● **WHAT YOU ARE ASKED TO DO**: Rewrite every line of the records below as a JSON list of strings, with one string per line and blank lines omitted.

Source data
#####

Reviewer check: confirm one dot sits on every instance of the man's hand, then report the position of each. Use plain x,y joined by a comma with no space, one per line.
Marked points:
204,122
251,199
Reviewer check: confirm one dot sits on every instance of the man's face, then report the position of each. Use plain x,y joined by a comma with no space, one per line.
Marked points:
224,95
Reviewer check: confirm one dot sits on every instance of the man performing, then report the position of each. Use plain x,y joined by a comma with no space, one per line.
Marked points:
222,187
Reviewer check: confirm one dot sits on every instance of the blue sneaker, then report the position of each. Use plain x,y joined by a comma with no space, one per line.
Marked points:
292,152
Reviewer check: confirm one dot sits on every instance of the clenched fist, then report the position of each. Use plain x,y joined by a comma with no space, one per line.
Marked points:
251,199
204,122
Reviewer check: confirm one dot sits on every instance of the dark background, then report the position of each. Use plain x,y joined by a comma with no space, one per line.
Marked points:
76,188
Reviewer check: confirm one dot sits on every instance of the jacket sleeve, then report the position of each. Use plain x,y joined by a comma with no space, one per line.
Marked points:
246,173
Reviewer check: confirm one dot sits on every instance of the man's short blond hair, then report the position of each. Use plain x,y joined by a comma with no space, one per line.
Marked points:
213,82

#####

● **SOLVED EXERCISE**:
[
  "Reviewer check: confirm one dot sits on every instance of the man's hand, then report the position of each. Use plain x,y joined by a comma with no space, one per line.",
  "Marked points:",
  "204,122",
  "251,199",
  "Reviewer check: confirm one dot sits on every instance of the man's face, then report the position of each. Use plain x,y joined by a comma with no space, one per line.",
  "Marked points:",
  "224,95",
  "Reviewer check: confirm one dot sits on every instance of the man performing, then report the position of each. Use plain x,y joined by a comma with no space, one per line.",
  "Marked points:",
  "222,187",
  "Reviewer check: confirm one dot sits on every instance of the blue sneaker, then report the position of each. Use plain x,y joined by a comma with no space, one per line.",
  "Marked points:",
  "292,152",
  "Reviewer check: confirm one dot sits on every instance of the clenched fist, then report the position of each. Use plain x,y joined by a comma with no space, one per line.",
  "Marked points:",
  "251,199",
  "204,122",
  "Reviewer check: confirm one dot sits on every instance of the dark background, then report the position of each. Use plain x,y joined by a comma with no space, one per line.",
  "Marked points:",
  "76,188",
  "Reviewer check: confirm one dot sits on every instance of the jacket sleeve, then report the position of each. Use plain x,y joined by a comma with no space, one per line.",
  "Marked points:",
  "246,173",
  "Reviewer check: confirm one dot sits on every instance of the man's short blond hair, then report the position of each. Use plain x,y joined by a comma with no space, one per line.",
  "Marked points:",
  "213,82"
]